WHAT IS REQUIRED
Word for word, restate every record, though not the pictures.

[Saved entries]
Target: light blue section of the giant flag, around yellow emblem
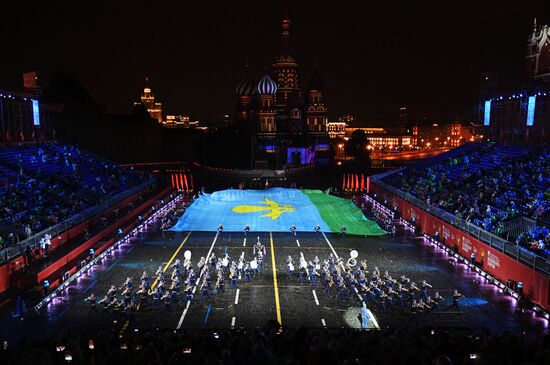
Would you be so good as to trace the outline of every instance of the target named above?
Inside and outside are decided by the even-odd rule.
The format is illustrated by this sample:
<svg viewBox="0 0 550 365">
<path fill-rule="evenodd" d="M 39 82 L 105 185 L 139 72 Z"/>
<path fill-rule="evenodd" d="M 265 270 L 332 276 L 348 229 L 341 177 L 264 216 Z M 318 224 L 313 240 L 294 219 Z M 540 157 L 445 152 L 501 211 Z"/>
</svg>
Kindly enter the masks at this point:
<svg viewBox="0 0 550 365">
<path fill-rule="evenodd" d="M 273 215 L 273 209 L 266 204 L 266 199 L 274 202 L 276 206 L 284 204 L 292 210 L 281 209 L 280 215 L 274 214 L 275 219 L 269 216 L 262 217 L 267 214 Z M 262 210 L 239 213 L 233 210 L 238 206 L 258 207 L 257 209 Z M 224 231 L 229 232 L 243 232 L 247 224 L 251 231 L 257 232 L 289 232 L 292 225 L 295 225 L 298 231 L 312 232 L 317 224 L 321 226 L 321 230 L 330 231 L 307 195 L 298 189 L 286 188 L 222 190 L 202 194 L 171 230 L 216 231 L 218 224 L 222 224 Z"/>
</svg>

ANSWER AREA
Target: light blue section of the giant flag, around yellow emblem
Would you be so good as to trace the outline of every instance of the target named above?
Inside and outside are decided by the even-odd rule.
The format is illustrated by this sample:
<svg viewBox="0 0 550 365">
<path fill-rule="evenodd" d="M 39 82 L 105 185 L 139 72 Z"/>
<path fill-rule="evenodd" d="M 265 270 L 332 276 L 348 229 L 341 177 L 264 216 Z M 318 224 L 313 240 L 294 219 Z M 540 157 L 445 152 L 501 211 Z"/>
</svg>
Kindly enter the masks at this point:
<svg viewBox="0 0 550 365">
<path fill-rule="evenodd" d="M 273 215 L 273 209 L 266 204 L 266 199 L 274 202 L 276 206 L 284 204 L 292 210 L 281 209 L 280 215 L 274 214 L 275 219 L 269 216 L 262 217 L 267 214 Z M 262 210 L 239 213 L 233 210 L 238 206 L 258 207 L 257 209 Z M 224 231 L 229 232 L 243 232 L 247 224 L 251 231 L 257 232 L 289 232 L 292 225 L 295 225 L 298 231 L 312 232 L 317 224 L 321 226 L 321 230 L 330 231 L 307 195 L 298 189 L 286 188 L 222 190 L 202 194 L 171 230 L 216 231 L 218 224 L 222 224 Z"/>
</svg>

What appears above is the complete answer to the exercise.